— begin PROVIDED TEXT —

A round-up of share tips from the Sunday newspapers, including Countrywide in the Sunday Times, Hollywood Bowl in the Sunday Telegraph and BP in the Mail on Sunday.

Countrywide had not impressed the Sunday Times' Inside the City column, which said the estate agent's £140m emergency cash call left a "bitter taste" for small investors, who have been treated "like second-class citizens". The group, which owns chains including Bairstow Eves and Hamptons, needed to fix its balance sheet and pay down its £212m of debt or risk falling into the hands of its banks amid a stagnating property market. On Wednesday evening Countrywide's shares closed at 50p and the next day the company announced a placing would completed at a bargain price of 10p, but would not be open to all shareholders unlike a rights issue.

Only “qualifying” institutional shareholders were invited to take part in the placing. "The placing looked suspiciously like it was tailored to favour dominant shareholder Oaktree Capital Management, and two as-yet-undisclosed new blue-chip investors," said the column, with smaller shareholders able to take part in an open offer of £28.6m of new shares though their holding would be diluted by 67.9%. Any small shareholders who were not able to join in would be left nursing losses of 85.3%.

Countrywide’s directors and senior managers were able to take part on the same terms as the big institutions and suffer no dilution, the column said. Their argument is that a time-consuming rights issue would have been too risky and might have resulted in some shares being left unsold. Some risk at an 80% discount, the column said, as proved by the shares leaping as high as 27.3p after the fundraising and ended the week at 16p. Meanwhile, a long list of bankers, debt advisers and lawyers shared fees of £11m.

Questor in the Sunday Telegraph tipped Hollywood Bowl as a buy. While the long hot summer of 2018 does not seem like the ideal time for an indoor activity, the popularity of bowling alleys is increasing, after several decades where they have been in and out of fashion.

BP shares were tipped as "compelling" for long-term investors by Midas in the Mail on Sunday, eight years after the Gulf of Mexico oil spill and "renewed confidence" in the business. The oil giant's dividend was hiked last week, the first time the dollar-denominated payout has been hiked since 2014, though UK shareholders have enjoyed a steady rise due to the weakening exchange rate. For the full year, dividend is forecast to come in at 30.7p, giving the stock a yield of 5.5%.

As well as profiting from a surge in the oil price over the past two and a half years from $29 to $72 a barrel, BP is also much changed itself, from the board to the business culture, and stronger focus on financial and operational discipline. Last week's quarterly results showed profit quadrupling $2.8bn on the back of stronger production as new projects came on stream, with more planned for the near future.

After the $10bn acquisition of BHP's US shale oil and gas fields, BP's largest purchase since 1999, that this was the precursor to a string of expensive deals. But management assured against this and said the deal will quickly boost the top and bottom line.

— end PROVIDED TEXT —
— begin STORED DATA —

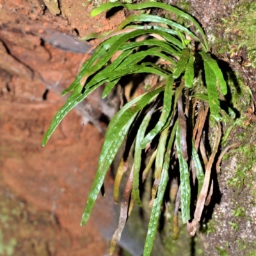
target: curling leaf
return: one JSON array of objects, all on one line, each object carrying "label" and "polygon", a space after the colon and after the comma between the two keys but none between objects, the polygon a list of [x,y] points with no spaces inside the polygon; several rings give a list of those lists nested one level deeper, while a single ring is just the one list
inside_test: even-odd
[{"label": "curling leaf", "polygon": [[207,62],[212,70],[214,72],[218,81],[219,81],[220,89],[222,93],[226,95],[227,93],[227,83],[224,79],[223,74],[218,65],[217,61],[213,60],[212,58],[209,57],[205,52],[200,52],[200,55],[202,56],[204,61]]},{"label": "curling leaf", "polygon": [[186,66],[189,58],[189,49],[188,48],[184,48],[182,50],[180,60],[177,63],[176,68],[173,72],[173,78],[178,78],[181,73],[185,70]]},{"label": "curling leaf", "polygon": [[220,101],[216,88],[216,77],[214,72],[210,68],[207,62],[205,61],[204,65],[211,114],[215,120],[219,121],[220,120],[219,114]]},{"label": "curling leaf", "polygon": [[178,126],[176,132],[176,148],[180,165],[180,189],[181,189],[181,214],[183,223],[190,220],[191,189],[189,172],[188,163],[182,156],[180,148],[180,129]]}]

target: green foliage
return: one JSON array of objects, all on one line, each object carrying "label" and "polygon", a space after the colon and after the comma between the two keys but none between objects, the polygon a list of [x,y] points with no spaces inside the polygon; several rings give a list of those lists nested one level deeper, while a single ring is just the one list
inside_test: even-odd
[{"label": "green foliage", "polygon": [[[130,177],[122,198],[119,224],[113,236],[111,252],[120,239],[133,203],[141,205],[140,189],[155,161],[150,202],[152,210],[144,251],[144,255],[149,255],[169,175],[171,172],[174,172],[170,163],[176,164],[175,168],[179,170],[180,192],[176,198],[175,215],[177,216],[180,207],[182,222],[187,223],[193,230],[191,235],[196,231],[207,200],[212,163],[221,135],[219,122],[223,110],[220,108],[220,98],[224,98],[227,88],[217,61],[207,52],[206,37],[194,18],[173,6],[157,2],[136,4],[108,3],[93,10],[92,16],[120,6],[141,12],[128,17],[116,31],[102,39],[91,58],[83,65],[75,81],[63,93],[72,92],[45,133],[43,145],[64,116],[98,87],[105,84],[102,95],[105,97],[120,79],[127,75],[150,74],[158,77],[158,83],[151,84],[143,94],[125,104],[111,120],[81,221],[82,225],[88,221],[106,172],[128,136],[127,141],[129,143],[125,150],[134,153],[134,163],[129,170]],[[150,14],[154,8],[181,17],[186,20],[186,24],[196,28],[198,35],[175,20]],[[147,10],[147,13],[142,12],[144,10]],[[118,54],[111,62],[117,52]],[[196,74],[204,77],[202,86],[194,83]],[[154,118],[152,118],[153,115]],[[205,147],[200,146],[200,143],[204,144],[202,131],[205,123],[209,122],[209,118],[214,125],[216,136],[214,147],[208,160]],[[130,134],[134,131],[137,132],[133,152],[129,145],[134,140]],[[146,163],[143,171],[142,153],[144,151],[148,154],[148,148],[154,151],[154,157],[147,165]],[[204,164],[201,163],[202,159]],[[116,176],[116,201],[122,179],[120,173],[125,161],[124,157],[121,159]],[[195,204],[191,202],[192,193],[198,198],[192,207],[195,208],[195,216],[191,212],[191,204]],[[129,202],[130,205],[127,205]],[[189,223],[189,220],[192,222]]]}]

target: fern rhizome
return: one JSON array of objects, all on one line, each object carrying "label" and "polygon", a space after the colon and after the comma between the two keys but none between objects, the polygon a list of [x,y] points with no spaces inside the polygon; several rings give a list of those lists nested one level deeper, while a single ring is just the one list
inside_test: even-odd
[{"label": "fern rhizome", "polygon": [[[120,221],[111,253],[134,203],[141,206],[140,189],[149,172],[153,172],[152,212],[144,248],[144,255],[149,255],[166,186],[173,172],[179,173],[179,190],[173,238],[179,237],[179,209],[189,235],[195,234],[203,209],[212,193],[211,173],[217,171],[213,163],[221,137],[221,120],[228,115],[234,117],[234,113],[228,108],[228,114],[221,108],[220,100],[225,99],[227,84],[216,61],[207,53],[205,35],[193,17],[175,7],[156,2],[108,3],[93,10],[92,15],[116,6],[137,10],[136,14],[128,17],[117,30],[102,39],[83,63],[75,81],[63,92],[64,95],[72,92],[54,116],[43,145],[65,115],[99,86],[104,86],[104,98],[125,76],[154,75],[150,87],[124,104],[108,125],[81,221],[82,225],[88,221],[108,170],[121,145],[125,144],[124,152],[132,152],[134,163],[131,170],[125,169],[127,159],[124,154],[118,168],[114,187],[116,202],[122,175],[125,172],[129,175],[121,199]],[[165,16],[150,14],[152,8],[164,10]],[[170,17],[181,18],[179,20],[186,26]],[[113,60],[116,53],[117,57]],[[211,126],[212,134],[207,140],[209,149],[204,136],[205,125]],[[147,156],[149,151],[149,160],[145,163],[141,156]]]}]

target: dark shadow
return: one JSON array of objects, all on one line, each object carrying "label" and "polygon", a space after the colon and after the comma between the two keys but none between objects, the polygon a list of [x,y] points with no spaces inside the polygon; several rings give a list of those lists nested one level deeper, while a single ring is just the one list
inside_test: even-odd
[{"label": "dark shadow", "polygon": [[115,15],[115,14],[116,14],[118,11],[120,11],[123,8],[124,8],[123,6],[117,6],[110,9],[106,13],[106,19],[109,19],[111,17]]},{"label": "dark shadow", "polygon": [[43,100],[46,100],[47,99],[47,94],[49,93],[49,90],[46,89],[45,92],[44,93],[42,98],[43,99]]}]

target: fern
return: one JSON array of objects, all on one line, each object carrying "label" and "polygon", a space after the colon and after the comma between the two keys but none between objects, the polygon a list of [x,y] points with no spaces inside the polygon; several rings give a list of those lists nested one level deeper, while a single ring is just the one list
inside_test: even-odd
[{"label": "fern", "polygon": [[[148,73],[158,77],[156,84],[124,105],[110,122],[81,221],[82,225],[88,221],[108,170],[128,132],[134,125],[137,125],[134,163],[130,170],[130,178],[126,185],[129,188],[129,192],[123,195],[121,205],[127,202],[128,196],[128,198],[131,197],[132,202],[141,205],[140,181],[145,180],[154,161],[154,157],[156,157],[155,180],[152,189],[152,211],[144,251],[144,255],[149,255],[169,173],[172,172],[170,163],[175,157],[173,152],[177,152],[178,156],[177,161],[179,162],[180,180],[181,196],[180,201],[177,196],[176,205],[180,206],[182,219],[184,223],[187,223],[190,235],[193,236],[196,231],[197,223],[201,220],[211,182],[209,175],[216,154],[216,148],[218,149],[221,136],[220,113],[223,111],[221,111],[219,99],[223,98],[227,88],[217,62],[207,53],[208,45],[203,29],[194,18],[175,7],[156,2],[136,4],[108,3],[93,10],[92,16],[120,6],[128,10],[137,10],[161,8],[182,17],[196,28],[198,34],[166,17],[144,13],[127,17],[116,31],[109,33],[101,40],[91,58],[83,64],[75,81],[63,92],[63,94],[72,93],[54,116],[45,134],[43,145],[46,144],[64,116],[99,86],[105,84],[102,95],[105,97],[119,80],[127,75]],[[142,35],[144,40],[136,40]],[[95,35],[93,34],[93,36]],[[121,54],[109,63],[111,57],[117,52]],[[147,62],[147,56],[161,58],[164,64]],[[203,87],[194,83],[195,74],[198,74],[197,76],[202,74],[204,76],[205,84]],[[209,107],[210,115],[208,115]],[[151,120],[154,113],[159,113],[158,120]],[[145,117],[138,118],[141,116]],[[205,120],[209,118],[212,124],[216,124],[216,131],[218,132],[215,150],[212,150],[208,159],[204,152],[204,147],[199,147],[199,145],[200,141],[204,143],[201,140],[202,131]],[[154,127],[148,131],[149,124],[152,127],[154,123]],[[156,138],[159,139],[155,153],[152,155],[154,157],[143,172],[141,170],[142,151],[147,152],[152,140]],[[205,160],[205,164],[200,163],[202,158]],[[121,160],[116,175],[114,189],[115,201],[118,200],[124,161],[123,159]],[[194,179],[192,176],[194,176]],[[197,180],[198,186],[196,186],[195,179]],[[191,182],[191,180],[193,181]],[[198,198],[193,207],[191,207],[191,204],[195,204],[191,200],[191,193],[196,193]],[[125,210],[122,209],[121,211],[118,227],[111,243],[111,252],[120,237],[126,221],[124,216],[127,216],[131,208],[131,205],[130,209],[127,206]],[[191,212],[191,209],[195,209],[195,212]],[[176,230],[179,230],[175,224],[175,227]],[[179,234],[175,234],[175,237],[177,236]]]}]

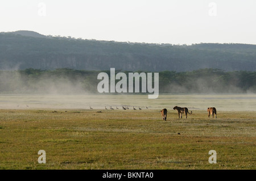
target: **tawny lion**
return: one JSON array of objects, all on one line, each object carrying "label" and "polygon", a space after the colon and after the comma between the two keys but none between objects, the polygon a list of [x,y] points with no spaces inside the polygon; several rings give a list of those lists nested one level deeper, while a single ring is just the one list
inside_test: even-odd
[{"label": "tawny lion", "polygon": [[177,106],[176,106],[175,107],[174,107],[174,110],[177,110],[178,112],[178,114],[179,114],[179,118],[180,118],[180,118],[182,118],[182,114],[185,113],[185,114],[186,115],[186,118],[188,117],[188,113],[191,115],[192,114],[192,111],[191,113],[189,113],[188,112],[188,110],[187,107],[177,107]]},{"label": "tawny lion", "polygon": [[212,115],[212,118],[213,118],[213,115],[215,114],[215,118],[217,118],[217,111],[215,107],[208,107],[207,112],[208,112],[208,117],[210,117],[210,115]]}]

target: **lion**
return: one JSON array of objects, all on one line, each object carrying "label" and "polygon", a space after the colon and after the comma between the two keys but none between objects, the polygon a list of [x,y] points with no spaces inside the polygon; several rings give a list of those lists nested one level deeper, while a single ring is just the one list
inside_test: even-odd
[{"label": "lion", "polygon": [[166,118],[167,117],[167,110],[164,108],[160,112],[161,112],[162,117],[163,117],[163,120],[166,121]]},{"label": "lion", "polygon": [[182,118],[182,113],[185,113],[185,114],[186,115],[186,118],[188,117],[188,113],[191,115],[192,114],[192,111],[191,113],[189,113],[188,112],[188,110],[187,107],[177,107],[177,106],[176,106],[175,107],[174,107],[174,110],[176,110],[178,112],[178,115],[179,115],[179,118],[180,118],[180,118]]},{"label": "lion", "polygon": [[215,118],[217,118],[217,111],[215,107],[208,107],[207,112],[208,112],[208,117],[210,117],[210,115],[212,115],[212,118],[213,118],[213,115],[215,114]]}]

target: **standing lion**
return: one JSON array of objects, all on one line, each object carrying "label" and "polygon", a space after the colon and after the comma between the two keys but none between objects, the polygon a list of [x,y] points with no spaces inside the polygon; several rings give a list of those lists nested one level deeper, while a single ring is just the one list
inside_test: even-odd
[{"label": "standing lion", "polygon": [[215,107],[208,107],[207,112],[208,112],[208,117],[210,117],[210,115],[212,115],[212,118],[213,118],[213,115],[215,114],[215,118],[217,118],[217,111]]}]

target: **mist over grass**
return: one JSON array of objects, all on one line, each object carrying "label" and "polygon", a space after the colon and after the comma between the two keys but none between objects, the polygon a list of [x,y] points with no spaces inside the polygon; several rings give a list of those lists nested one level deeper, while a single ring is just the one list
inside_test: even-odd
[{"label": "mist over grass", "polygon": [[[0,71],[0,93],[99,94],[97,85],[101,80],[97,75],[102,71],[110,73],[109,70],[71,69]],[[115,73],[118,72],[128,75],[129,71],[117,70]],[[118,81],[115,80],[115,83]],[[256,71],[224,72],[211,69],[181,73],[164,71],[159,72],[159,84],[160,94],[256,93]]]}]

— end STORED DATA —
— begin STORED DATA —

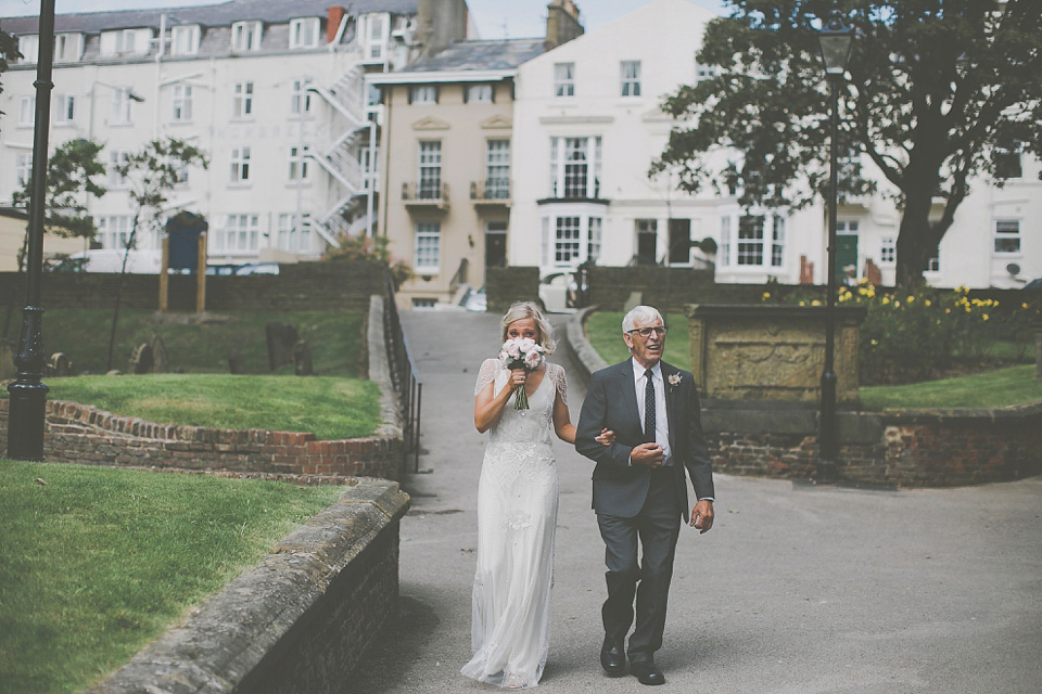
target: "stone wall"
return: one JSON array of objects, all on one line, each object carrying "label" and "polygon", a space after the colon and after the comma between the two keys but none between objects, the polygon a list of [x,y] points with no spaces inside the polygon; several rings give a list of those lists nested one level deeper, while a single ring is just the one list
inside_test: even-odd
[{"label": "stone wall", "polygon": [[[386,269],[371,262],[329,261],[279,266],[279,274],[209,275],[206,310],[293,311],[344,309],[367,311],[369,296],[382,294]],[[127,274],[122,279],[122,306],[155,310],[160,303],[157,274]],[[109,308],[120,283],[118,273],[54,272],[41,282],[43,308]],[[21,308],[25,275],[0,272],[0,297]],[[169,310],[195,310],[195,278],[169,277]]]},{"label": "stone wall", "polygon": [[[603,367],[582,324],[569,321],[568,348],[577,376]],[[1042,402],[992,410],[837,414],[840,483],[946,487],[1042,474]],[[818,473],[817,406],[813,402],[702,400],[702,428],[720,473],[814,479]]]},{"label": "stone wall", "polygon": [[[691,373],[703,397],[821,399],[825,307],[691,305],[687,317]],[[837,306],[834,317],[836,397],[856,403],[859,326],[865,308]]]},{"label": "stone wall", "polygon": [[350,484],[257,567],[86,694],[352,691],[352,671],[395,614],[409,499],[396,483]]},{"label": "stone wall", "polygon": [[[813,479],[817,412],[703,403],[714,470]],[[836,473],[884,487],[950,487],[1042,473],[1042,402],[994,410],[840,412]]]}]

— end STORED DATA —
— begin STORED DATA —

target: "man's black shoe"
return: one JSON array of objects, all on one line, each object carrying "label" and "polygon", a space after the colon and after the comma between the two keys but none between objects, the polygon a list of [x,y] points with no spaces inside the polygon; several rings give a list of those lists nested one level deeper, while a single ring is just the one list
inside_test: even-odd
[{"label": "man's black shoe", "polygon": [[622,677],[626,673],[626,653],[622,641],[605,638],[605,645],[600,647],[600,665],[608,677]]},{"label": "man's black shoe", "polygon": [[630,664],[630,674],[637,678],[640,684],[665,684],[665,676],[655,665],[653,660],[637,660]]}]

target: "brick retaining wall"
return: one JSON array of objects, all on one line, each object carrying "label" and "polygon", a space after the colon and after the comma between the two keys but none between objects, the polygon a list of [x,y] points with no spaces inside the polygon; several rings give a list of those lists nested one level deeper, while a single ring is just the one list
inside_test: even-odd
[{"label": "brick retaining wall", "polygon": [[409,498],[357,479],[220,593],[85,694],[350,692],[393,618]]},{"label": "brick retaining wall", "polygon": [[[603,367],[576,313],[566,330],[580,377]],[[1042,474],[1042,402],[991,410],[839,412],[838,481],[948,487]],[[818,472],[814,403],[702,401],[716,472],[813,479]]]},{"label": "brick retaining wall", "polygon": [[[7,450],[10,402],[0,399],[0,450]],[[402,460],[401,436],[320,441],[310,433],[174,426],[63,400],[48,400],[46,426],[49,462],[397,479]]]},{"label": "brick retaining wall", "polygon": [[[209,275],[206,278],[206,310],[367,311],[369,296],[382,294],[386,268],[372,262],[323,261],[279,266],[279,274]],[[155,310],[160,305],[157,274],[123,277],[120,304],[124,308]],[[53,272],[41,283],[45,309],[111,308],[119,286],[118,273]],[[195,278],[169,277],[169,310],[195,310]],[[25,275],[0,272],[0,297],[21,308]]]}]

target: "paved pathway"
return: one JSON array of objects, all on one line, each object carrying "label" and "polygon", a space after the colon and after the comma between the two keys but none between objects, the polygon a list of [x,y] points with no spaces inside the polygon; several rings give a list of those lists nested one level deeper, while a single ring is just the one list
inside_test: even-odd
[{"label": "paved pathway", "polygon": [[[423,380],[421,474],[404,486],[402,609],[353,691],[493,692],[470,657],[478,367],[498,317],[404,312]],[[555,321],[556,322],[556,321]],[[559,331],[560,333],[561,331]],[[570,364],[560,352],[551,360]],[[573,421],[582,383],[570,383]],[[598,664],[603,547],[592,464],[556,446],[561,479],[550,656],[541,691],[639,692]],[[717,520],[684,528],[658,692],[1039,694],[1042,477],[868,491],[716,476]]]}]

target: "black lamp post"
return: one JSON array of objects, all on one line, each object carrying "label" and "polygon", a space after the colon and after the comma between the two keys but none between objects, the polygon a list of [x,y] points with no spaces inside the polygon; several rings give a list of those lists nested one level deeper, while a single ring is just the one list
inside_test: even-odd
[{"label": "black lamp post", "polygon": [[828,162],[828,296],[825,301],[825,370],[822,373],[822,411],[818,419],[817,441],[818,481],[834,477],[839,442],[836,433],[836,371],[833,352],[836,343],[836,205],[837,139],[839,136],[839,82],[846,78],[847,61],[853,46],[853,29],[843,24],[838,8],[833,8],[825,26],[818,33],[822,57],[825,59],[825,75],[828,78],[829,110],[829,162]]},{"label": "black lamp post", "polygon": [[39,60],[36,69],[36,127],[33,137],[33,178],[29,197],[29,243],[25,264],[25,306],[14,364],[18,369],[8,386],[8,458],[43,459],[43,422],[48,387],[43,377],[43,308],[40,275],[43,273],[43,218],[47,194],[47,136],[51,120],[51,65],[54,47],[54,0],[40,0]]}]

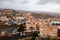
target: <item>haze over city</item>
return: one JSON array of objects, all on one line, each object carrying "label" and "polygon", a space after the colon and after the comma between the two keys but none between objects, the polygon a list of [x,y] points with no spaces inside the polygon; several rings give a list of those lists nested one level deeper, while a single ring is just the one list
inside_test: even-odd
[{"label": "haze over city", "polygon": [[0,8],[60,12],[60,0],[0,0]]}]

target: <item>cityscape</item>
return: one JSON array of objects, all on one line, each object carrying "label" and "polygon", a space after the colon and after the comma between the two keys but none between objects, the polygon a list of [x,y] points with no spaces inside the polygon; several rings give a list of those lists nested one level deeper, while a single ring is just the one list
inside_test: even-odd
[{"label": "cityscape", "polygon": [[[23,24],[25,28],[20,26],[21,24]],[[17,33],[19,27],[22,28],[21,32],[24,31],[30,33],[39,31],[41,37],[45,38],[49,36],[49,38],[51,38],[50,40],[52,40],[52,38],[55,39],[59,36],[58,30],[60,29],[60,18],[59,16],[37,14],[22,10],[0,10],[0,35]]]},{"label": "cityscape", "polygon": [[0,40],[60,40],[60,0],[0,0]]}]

— end STORED DATA —

REQUIRED TASKS:
- 1) In the share tips round-up, which column tipped Hollywood Bowl as a buy?
- 2) Translate this sentence from the share tips round-up into Spanish: "Only “qualifying” institutional shareholders were invited to take part in the placing."
- 3) For each statement, decide whether it agrees with the share tips round-up. Answer yes or no and quote the words of the text that decide it.
(a) Countrywide had £212m of debt.
(b) Before last week, BP had last raised its dollar-denominated dividend in 2016.
(c) Countrywide's shares ended the week at 27.3p.

WRITTEN ANSWERS:
- 1) Questor in the Sunday Telegraph

- 2) Solo se invitó a participar en la colocación a los accionistas institucionales “cualificados”.

- 3)
(a) Yes: "pay down its £212m of debt"
(b) No: "the first time the dollar-denominated payout has been hiked since 2014"
(c) No: "leaping as high as 27.3p after the fundraising and ended the week at 16p"